Document passage
------------

Answer and explanation to follow in this thread. For the record, at this time there's ~1400 votes.
About 99% -- 46%
About 90% -- 11%
About 67% -- 22%
I'm a Bayesian and already know this stuff -- 21% https://twitter.com/bburkeESPN/status/1297559780752363521

The answer is 67%.

It's not a trick question, it's just one of the counter-intuitive qualities of probabilities. Don't feel bad if you got it wrong--it's cited in many places that the vast majority of Dr's get this wrong too.

To solve it, the easiest and best way is with Bayes

Here's a gentle explainer. https://arbital.com/p/bayes_frequency_diagram/?l=55z&pathId=65556

But I'll walk through the calculation here as well.

Bayes theorem is not a 'theory' or estimate. It's a mathematical identity, no less true than saying: x = 1/(1/x) or that 2+3 = 3+2.

Let's say "B" is the event someone actually has the virus. And say "A" is the event that one has tested positive. What we want to know is the probability of B (is true) given A (is true). This is commonly written as:
P(B|A)
The symbol "|" means "given" (it isn't a math operator).

Bayes Theorem says:
P(B|A)=P(A|B)*P(B) / P(A)

P(B|A) is what we want to know. That's called the "posterior."
P(A|B) is called the likelihood. That's the chance of testing positive given you have the virus. In this case it's 99% -- the true positive rate.

P(B) is called the "prior." This is the part most people overlook. In this case it's very low. We've said only 2% of the tested population has the virus. (This is about the rate of positives for players when they reported to camps, by the way.)

The denominator "P(A)" is known as "the evidence." It's a little harder to calculate for this problem. In simple terms we say the p(A) is the same as:
P(A and B occurring together), plus
P(A and not B occurring together.

P(A and B) = P(A|B)*p(B). And we already know both of those things from the problem.
P(B|A) is our true positive rate (.99). And p(B) is our prior (.02). So
P(A and B) = .99 * .02 = .0198

The 2nd part of the denominator is P(A and not B). This can be written as:
P(A|not B) * P(not B).
P(A|not B) is the false positive rate (.01)
P(not B) is all the people without the virus... 1 - P(B) = .98
Together, they multiply to .0098.

------------

Data records
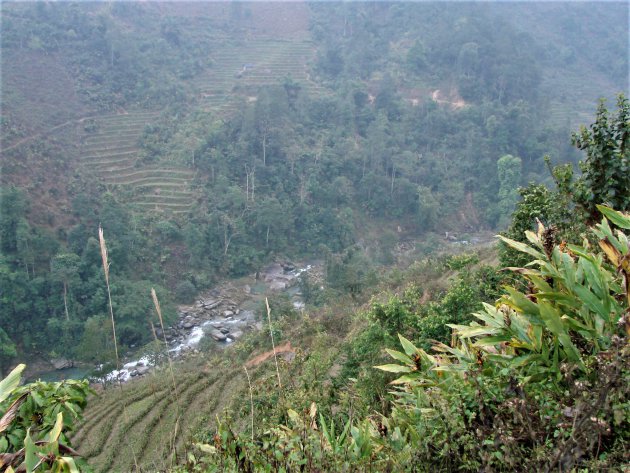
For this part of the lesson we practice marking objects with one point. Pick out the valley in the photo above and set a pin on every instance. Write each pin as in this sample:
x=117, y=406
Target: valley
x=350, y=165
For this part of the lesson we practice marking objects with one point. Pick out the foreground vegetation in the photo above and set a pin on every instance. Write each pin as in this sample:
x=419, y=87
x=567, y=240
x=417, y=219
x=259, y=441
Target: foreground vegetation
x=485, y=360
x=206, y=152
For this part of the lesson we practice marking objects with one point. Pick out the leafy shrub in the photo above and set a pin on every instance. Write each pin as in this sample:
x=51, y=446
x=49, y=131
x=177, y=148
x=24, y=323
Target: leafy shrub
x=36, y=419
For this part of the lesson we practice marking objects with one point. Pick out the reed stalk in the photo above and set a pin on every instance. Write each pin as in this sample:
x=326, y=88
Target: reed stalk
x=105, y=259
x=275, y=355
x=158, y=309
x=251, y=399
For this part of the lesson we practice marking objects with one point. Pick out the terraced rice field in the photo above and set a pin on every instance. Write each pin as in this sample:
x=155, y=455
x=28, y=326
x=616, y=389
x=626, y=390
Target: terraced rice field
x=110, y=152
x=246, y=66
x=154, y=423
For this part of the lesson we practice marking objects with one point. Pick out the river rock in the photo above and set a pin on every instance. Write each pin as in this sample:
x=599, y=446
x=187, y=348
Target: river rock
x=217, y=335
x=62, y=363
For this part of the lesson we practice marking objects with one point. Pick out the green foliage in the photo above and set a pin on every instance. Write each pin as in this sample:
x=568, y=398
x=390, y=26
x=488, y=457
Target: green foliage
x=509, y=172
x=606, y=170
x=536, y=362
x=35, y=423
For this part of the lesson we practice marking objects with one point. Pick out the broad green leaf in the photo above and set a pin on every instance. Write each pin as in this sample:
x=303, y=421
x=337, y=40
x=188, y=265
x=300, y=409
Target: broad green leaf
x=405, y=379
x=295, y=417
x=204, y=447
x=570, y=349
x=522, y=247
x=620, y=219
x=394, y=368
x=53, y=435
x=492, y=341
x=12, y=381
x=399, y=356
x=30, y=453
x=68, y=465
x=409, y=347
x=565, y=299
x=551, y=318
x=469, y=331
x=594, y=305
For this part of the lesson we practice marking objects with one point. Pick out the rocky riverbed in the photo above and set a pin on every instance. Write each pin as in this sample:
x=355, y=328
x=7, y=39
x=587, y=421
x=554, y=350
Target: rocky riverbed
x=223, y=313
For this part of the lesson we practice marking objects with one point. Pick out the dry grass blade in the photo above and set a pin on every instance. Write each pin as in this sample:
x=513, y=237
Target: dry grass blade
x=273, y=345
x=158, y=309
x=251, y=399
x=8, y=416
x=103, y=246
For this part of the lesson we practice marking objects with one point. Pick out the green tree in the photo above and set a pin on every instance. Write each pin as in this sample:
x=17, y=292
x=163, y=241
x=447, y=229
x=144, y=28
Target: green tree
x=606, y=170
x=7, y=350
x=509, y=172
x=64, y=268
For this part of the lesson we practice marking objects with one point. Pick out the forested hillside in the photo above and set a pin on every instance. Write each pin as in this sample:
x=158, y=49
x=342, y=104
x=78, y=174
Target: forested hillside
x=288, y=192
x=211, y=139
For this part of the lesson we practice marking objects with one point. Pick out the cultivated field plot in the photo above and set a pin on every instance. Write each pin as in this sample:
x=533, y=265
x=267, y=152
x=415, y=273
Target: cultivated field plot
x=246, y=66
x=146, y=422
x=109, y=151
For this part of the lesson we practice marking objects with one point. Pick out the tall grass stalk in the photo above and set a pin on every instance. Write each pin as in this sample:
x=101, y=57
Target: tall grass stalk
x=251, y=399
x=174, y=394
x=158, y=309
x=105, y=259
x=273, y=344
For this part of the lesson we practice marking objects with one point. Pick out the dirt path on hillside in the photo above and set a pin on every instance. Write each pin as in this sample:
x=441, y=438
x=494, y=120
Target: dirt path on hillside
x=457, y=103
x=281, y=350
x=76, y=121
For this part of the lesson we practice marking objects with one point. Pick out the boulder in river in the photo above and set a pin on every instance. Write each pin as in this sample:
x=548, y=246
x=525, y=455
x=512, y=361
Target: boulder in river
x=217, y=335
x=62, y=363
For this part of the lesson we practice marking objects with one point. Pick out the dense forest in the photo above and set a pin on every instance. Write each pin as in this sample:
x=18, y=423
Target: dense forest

------------

Resume the Bayes' theorem walkthrough for the virus test from the point where it stops above.

The denominator is the sum of .0198 + .0098 = .0296. We now have each part of Bayes theorem and can calculate the chance one has the virus given he has tested positive (under our stated assumptions about the prior, true-positive, and true-negative rates.

P(B|A) = P(A|B) * P(B) / P(A)
= .99 * .02 / .0296
= .67

The overall lesson is that for tests with some false positives and a very low general positive rate, a test that comes back positive is more likely to be false than we'd intuitively think. Much more likely.

But keep in mind a few things. This is for someone who doesn't have other reasons to believe they're infected, like having symptoms or being in contact with those that do.

There are many types of COVID tests, and some have virtually zero false positive rates.

Also "false-positive" gets used as a misnomer sometimes. Some of these tests can detect the presence of remnants of the virus, even though someone fought it off days ago or longer. From the test's perspective it is correctly detecting virus, but medically you may not be infected.

And the spate of false positive for NFL teams lately is possibly due to a problem with a lab, and so they're results are correlated and not quite the same thing as the low base-rate phenomenon that is so counter-intuitive.

And lastly a disclaimer. It should be clear from the get-go I said "Let's say..." So the numbers here are plausible, but are for discussion purposes only. Do not under any circumstances say 'ESPN guy says only 67% of all COVID tests are correct' or anything like that!